# Sun Chokes



## Gregory Chapman (Oct 28, 2008)

I just bought some sun chokes and was wondering, should I plant them in the fall or spring? I'm up here in Michigan.


----------



## westbrook (Oct 28, 2008)

usually planted in early spring... however, many overwinter then in the ground.

Now is when we dig them for eating... leaving some in the ground for next year.

I live in the south... can't help with the snow.. though I have a friend in Wi. says, they become a weed in her yard.. I should be so lucky.


----------



## dano23 (Oct 18, 2008)

Whats a sun choke


----------



## westbrook (Oct 28, 2008)

sun choke or sunchoke is also referred to as a Jerusalem Artichoke.

a knoby root vegetable with a 6 foot stalk above ground with tiny yellow sunflowers above.

for photos Jerusalem artichoke - Wikipedia, the free encyclopedia

the leaves make great animal fodder.

tasting much like a hiccima with a more earthy flavor. used as any root vegetable would be used. Eaten raw, boiled, baked, fried, stirfried, pickled, and ???.

in many areas of the US it becomes a weed (wish I had that luck!).

not to be confused with a Globe Artichoke.


----------



## dano23 (Oct 18, 2008)

Thank you, Know what they are now. Neighbor had some growing .


----------



## dunappy (Nov 11, 2008)

Where did you buy them from? I want to get some to plant in the spring.



Gregory Chapman said:


> I just bought some sun chokes and was wondering, should I plant them in the fall or spring? I'm up here in Michigan.


----------

____________________

Objectives:
1. From the sun choke thread, reproduce the stretch from "tasting much like" through "had that luck!).".
2. List every way of preparing the vegetable for eating that the sun choke thread names.
3. Render this sentence from the sun choke thread in French: "the leaves make great animal fodder."

____________________

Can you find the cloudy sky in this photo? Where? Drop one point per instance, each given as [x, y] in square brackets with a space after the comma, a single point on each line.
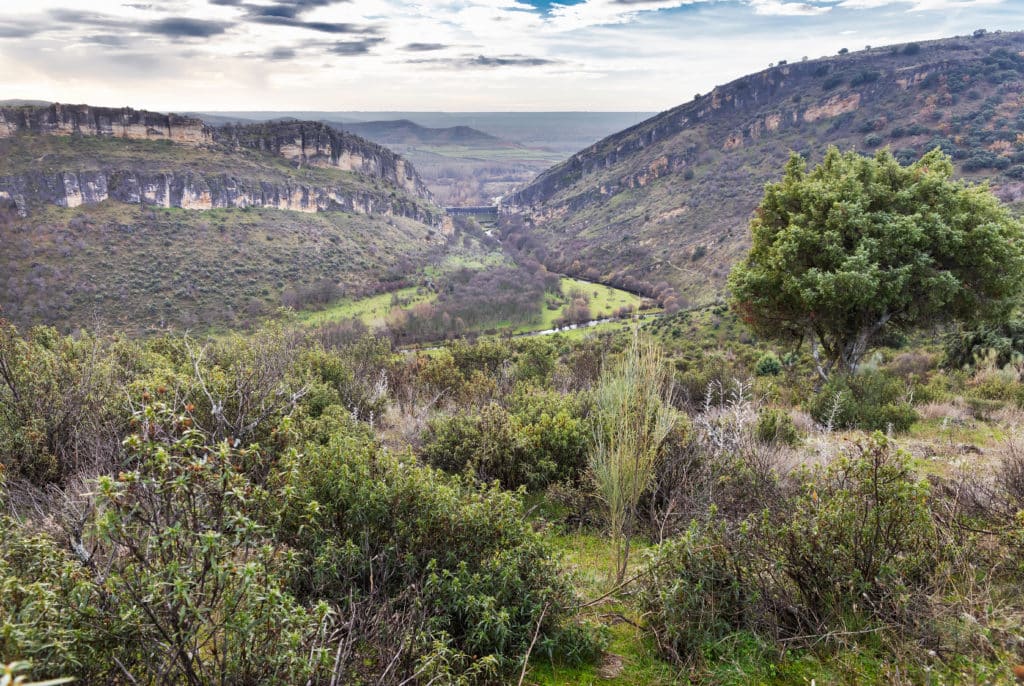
[438, 54]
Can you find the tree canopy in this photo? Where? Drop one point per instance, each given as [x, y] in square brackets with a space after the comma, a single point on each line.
[859, 247]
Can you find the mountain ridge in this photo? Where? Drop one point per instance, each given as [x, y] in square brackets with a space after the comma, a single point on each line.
[669, 199]
[92, 179]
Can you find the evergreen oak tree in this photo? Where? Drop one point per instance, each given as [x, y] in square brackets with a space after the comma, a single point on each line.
[859, 247]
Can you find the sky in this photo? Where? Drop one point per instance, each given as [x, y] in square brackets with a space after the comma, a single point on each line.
[450, 55]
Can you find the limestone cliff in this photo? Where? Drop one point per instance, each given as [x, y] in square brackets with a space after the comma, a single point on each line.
[199, 191]
[123, 123]
[218, 172]
[317, 144]
[670, 199]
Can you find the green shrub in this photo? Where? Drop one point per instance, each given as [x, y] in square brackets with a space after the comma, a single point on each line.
[1000, 343]
[775, 426]
[51, 614]
[694, 594]
[871, 400]
[851, 552]
[190, 565]
[858, 539]
[541, 438]
[768, 366]
[58, 399]
[457, 569]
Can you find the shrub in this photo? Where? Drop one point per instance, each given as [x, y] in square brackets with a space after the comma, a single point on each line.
[775, 426]
[869, 400]
[58, 401]
[851, 552]
[768, 366]
[541, 439]
[451, 573]
[51, 613]
[192, 566]
[872, 140]
[633, 419]
[999, 343]
[695, 593]
[858, 539]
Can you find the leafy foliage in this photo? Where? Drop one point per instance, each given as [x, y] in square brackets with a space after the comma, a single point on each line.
[861, 246]
[540, 439]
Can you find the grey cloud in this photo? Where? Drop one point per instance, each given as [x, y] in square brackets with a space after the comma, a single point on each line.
[289, 12]
[484, 61]
[173, 27]
[87, 18]
[15, 30]
[349, 48]
[323, 27]
[183, 27]
[110, 40]
[279, 54]
[423, 47]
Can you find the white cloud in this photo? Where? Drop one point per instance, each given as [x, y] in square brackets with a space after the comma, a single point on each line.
[485, 54]
[778, 8]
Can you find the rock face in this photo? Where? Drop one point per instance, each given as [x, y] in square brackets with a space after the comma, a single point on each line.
[124, 123]
[780, 102]
[197, 191]
[316, 144]
[670, 200]
[302, 143]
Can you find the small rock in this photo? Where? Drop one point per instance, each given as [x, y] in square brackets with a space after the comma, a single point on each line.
[611, 666]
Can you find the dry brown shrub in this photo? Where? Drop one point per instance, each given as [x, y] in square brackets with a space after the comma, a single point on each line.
[914, 361]
[953, 411]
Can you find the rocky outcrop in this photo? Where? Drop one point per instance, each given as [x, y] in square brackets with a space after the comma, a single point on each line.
[198, 191]
[302, 143]
[315, 144]
[122, 123]
[787, 99]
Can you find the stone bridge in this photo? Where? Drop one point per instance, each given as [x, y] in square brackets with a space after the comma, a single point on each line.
[486, 210]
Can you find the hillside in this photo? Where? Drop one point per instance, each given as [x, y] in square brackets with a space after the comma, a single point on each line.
[141, 220]
[71, 155]
[669, 200]
[408, 132]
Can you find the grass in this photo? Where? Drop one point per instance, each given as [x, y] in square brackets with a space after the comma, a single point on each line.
[591, 557]
[371, 310]
[144, 269]
[604, 300]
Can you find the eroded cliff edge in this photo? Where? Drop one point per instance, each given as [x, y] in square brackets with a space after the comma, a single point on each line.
[172, 161]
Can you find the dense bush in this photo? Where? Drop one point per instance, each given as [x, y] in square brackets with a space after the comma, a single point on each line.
[458, 573]
[539, 439]
[696, 593]
[775, 426]
[858, 538]
[768, 366]
[871, 400]
[853, 547]
[1001, 343]
[58, 401]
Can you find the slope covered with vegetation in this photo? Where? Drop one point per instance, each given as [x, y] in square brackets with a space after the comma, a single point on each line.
[140, 221]
[677, 501]
[669, 199]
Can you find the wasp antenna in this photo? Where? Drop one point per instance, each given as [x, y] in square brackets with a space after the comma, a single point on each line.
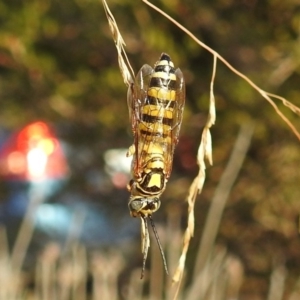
[165, 56]
[145, 243]
[159, 245]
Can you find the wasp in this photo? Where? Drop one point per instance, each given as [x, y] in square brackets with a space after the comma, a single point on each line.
[156, 102]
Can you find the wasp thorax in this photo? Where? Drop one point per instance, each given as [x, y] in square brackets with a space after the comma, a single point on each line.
[143, 207]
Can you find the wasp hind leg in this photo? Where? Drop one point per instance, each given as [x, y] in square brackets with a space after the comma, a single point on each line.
[131, 150]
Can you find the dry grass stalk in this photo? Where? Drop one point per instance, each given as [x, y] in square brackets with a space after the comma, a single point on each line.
[204, 153]
[125, 67]
[277, 283]
[268, 96]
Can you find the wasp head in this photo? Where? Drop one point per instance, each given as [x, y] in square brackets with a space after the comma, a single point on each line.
[142, 206]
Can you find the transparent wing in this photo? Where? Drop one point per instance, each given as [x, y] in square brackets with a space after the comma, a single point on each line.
[136, 97]
[177, 113]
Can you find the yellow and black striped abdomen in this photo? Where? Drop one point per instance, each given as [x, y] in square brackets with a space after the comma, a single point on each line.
[157, 111]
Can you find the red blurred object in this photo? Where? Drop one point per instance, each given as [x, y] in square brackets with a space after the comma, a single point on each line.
[34, 153]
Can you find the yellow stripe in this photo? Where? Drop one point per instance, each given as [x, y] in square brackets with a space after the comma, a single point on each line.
[165, 63]
[155, 128]
[162, 93]
[164, 75]
[157, 112]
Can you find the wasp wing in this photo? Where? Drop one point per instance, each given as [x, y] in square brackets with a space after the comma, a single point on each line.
[177, 114]
[136, 99]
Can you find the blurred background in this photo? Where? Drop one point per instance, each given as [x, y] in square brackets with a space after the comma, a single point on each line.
[65, 228]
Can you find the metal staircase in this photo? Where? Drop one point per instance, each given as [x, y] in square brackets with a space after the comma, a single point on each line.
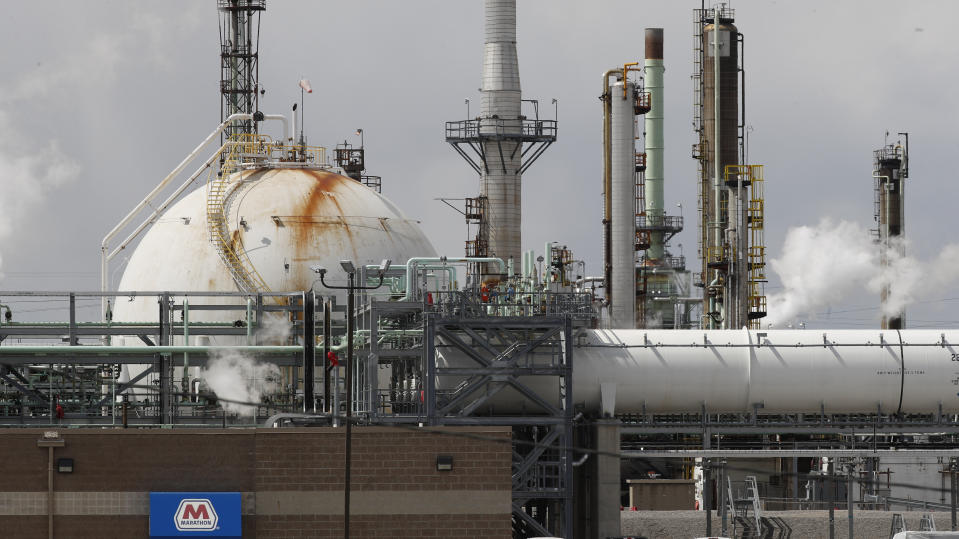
[219, 191]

____________________

Expected responses:
1.
tasting much like a hiccima with a more earthy flavor. used as any root vegetable would be used. Eaten raw, boiled, baked, fried, stirfried, pickled, and ???.

in many areas of the US it becomes a weed (wish I had that luck!).

2. raw, boiled, baked, fried, stirfried, pickled

3. Les feuilles constituent un excellent fourrage pour les animaux.